** EXCERPTED RECORDS **
▬▬▬
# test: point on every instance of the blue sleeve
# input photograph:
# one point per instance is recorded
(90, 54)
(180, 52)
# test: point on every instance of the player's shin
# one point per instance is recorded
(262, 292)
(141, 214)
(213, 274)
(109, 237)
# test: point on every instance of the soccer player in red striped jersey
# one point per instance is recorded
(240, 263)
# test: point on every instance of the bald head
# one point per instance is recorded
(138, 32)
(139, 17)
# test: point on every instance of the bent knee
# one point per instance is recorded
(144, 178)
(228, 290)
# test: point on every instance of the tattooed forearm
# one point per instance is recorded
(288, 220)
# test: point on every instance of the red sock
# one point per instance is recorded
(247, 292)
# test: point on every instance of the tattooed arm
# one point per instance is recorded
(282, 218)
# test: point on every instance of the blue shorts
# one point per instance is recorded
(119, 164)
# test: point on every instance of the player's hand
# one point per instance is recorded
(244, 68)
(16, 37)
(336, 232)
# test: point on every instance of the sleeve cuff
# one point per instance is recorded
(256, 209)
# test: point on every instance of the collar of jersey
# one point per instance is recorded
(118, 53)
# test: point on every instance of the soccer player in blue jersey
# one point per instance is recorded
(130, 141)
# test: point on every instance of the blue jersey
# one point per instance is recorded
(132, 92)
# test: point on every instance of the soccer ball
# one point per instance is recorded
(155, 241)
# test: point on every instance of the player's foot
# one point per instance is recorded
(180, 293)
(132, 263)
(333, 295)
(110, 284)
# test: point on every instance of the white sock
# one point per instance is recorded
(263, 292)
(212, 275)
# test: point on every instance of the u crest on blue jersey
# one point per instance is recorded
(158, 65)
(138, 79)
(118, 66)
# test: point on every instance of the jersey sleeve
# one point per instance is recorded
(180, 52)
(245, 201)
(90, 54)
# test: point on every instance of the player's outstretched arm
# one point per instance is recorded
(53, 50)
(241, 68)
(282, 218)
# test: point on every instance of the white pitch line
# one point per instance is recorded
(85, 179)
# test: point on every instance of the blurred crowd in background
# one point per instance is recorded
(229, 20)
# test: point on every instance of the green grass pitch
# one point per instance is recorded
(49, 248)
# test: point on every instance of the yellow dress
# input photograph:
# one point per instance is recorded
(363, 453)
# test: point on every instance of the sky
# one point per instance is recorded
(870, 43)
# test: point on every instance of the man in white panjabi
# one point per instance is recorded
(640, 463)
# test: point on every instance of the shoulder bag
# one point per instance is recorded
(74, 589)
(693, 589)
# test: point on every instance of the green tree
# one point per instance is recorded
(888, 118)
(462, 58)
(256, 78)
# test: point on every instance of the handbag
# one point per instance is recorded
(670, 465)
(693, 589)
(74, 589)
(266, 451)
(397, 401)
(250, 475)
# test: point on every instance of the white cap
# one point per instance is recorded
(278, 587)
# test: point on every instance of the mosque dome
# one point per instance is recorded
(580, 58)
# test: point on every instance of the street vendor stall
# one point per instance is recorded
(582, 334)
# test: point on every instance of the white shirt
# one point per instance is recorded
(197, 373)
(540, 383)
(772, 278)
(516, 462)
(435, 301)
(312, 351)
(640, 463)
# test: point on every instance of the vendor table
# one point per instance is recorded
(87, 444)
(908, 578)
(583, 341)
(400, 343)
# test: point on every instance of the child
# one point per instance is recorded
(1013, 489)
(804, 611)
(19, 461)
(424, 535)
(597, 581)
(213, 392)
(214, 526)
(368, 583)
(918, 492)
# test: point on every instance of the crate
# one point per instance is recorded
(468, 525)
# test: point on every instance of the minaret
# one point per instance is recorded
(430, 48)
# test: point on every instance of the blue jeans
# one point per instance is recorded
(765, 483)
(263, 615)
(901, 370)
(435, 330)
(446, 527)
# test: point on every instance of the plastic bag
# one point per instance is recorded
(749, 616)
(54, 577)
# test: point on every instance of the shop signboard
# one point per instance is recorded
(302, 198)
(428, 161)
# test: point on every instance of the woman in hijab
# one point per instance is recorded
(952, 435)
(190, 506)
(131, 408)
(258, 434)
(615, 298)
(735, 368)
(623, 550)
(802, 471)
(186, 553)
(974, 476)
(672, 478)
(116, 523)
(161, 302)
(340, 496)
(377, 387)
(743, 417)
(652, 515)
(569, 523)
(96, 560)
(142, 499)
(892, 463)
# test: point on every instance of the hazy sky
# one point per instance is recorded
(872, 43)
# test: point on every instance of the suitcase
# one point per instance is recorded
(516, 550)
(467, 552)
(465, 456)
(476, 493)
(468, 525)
▬▬▬
** WORK INSTRUCTIONS **
Go through the material above and report each line containing "blue".

** WRITTEN SOLUTION **
# test: point on every instance of the blue sleeve
# test: point on every instance of the blue shorts
# test: point on every instance of the soccer player in blue jersey
# test: point on every instance of the blue jersey
# test: point on every instance of the u crest on blue jersey
# test: point on every instance of the blue jeans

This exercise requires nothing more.